▶ **TASK**
The lines to copy from the data below are those that hold the string "rock".

▶ **DATASET RECORDS**

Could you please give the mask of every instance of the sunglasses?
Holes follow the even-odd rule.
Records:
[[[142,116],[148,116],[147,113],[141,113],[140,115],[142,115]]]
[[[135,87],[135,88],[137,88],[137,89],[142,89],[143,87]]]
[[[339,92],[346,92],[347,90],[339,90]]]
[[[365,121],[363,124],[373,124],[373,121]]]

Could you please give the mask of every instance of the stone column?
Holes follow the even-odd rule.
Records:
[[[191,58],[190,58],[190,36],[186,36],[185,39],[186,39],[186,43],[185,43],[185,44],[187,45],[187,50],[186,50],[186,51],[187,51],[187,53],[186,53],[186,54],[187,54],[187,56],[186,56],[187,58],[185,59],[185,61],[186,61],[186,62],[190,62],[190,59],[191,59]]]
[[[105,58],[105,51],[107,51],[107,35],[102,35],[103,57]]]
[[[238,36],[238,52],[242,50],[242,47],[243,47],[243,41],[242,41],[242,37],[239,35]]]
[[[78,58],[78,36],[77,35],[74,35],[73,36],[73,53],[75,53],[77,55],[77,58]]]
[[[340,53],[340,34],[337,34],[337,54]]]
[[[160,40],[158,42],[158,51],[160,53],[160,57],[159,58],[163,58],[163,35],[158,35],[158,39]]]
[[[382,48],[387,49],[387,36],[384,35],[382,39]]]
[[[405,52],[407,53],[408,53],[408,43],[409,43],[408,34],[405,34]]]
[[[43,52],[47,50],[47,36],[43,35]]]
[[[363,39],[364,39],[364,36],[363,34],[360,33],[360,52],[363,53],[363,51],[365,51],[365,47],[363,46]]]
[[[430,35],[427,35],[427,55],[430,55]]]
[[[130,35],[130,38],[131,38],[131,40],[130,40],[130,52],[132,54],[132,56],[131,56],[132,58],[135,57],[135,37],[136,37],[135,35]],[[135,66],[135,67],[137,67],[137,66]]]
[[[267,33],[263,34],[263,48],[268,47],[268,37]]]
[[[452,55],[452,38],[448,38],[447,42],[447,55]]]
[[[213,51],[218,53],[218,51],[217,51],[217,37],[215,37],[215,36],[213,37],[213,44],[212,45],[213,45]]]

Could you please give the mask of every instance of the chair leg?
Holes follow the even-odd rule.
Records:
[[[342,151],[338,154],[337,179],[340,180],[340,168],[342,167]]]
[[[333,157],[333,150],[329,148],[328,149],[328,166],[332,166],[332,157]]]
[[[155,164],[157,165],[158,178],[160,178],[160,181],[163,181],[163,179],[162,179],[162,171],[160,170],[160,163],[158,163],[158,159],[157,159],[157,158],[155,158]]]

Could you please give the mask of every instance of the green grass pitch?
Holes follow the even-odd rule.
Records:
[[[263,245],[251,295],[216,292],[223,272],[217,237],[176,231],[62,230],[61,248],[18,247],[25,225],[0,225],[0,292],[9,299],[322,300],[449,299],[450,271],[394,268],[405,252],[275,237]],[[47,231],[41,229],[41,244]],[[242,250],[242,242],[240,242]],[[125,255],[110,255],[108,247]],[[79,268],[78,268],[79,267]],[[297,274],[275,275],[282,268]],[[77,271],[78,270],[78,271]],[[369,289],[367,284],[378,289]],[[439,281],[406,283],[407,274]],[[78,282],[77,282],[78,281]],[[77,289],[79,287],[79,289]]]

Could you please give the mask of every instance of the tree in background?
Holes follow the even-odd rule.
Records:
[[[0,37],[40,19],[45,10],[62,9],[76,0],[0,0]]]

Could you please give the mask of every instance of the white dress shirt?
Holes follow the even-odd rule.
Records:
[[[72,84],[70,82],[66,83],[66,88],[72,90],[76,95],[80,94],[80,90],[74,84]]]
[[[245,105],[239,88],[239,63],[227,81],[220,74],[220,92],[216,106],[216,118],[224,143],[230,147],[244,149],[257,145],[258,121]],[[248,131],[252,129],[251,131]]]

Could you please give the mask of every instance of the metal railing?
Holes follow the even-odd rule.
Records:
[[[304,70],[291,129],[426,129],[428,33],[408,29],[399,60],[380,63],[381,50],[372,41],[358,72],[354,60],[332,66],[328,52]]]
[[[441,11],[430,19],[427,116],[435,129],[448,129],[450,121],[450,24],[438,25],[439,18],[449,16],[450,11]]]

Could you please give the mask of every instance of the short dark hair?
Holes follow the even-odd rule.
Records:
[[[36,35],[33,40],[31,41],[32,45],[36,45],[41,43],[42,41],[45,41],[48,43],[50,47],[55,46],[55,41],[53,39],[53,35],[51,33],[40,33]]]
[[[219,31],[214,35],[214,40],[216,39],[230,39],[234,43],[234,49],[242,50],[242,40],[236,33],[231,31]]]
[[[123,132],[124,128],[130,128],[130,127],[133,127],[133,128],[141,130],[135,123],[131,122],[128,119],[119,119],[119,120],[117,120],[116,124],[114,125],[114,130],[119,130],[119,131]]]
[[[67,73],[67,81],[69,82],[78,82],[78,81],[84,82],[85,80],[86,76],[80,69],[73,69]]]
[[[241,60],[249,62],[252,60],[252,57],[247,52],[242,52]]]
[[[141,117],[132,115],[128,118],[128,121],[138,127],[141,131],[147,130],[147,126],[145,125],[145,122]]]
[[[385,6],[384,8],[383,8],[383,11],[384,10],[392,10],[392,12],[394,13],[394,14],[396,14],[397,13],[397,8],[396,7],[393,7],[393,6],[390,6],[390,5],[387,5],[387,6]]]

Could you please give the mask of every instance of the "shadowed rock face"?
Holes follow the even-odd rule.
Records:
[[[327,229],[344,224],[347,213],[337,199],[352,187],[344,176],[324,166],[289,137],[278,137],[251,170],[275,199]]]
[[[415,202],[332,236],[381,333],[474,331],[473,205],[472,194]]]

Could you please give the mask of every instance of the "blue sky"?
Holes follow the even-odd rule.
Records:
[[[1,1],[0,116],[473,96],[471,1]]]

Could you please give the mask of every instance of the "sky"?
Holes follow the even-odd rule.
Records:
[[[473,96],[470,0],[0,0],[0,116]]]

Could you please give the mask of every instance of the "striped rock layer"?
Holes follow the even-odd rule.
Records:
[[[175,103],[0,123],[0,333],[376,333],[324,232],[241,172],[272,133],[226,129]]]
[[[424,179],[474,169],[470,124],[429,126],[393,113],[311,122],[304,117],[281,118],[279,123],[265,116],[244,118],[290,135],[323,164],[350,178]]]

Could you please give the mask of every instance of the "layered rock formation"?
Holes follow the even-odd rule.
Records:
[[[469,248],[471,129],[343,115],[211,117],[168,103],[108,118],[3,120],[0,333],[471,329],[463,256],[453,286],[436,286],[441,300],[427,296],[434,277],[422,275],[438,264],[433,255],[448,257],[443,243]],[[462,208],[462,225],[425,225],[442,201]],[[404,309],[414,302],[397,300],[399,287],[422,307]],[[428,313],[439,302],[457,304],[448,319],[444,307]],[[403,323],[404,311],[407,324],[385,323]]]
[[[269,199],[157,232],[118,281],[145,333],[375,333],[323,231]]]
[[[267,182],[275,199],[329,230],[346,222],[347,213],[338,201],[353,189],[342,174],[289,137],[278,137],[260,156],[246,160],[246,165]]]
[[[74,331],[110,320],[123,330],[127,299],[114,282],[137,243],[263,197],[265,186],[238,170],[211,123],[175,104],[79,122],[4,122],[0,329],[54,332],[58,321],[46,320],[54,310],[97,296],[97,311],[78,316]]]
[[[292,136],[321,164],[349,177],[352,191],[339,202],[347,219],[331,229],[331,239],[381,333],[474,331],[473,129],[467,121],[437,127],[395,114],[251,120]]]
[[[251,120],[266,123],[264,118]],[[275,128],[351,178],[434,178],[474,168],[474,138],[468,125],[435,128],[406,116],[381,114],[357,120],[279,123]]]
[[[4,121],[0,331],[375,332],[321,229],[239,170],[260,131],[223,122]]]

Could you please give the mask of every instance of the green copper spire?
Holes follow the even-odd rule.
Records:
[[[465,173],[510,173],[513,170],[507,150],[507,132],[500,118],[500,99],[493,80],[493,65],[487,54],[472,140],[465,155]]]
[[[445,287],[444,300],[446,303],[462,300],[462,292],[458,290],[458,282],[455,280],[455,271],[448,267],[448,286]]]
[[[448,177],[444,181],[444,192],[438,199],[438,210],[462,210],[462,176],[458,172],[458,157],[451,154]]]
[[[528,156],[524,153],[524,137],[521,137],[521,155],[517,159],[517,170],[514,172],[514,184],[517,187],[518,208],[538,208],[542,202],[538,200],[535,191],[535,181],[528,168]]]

▶ **COMPLETED TASK**
Could you please give the mask of every instance of the "shadowed rock face"?
Could you please give the mask of every instance of the "striped rock layer"?
Could you please give the mask of every instance of the "layered rock formation"?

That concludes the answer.